##### TEXT PROVIDED

Tumours may ‘seed’ cancer metastases earlier than expected
Posted: 30 October 2015 | Victoria White
The researchers said the findings highlight the urgent need for new methods to diagnose cancers early and new treatments to fight growing metastases…
A new study from scientists at The Scripps Research Institute (TSRI) helps explain why cancer metastasis is so hard to stop.
The researchers said the findings highlight the urgent need for new methods to diagnose cancers early and new treatments to fight growing metastases.
The researchers found an additional mechanism explaining how a molecule long linked to cancer progression appears to “seed” the body with metastatic cells long before doctors would typically detect a primary tumour. The molecule, known as epidermal growth factor receptor (EGFR), encourages blood vessel growth early in tumour development – not only feeding the primary tumour, but also providing vehicles for cancer to escape the primary tumour site and travel throughout the body.

##########
##### RECORD EXCERPTS

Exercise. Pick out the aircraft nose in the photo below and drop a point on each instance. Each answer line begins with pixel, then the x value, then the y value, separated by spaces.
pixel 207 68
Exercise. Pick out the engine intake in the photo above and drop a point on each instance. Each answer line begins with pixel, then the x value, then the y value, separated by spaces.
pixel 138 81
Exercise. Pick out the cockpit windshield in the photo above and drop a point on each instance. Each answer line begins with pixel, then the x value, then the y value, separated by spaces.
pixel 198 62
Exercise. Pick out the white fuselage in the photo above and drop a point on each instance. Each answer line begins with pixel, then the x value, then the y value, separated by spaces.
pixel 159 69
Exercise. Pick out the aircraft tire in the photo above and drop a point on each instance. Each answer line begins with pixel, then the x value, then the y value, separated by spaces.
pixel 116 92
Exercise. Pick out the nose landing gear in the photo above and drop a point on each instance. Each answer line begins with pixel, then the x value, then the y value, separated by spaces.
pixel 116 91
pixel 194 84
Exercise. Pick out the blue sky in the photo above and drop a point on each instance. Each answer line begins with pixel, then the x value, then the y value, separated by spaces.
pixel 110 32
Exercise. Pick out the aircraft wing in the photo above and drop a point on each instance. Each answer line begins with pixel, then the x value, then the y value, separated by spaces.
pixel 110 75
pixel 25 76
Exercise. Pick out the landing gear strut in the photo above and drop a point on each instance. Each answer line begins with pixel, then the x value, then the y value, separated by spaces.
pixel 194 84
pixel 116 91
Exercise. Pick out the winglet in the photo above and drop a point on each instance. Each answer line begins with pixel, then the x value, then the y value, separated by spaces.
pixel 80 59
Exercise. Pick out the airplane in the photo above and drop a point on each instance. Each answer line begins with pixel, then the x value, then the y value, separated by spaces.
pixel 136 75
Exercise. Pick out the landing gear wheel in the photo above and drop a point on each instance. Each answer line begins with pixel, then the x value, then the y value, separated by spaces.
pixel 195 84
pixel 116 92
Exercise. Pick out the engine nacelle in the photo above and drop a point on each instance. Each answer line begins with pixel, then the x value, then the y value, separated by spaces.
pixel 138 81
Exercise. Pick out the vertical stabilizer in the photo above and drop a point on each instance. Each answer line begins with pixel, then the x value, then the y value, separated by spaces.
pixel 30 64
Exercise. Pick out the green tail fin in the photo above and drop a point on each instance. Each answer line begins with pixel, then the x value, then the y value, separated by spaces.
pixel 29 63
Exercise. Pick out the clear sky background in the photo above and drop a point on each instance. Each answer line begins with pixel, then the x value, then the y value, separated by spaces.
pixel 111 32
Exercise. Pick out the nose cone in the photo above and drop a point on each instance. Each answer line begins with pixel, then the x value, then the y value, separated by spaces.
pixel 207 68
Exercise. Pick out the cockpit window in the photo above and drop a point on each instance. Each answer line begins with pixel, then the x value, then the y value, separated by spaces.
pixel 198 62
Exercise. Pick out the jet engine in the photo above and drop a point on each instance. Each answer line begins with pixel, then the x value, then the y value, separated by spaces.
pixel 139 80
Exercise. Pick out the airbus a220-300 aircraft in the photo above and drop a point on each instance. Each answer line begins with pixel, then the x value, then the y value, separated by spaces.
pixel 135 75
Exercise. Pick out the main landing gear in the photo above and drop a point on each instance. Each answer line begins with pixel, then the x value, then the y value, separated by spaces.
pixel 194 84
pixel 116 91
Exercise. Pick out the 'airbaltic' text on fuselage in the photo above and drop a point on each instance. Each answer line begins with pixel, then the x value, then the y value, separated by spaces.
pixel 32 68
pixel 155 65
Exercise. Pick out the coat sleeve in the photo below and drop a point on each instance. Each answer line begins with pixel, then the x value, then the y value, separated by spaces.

##########

TASKS
a – In the article on cancer metastasis, list every distinct noun that the word "new" directly modifies.
b – From the article on cancer metastasis, reproduce the passage that begins at the words "The researchers found" and stops after "throughout the body.".
The records were taken from a source separate from the article on cancer metastasis.

EXPECTED RESULTS
a – study, methods, treatments

b –
The researchers found an additional mechanism explaining how a molecule long linked to cancer progression appears to “seed” the body with metastatic cells long before doctors would typically detect a primary tumour. The molecule, known as epidermal growth factor receptor (EGFR), encourages blood vessel growth early in tumour development – not only feeding the primary tumour, but also providing vehicles for cancer to escape the primary tumour site and travel throughout the body.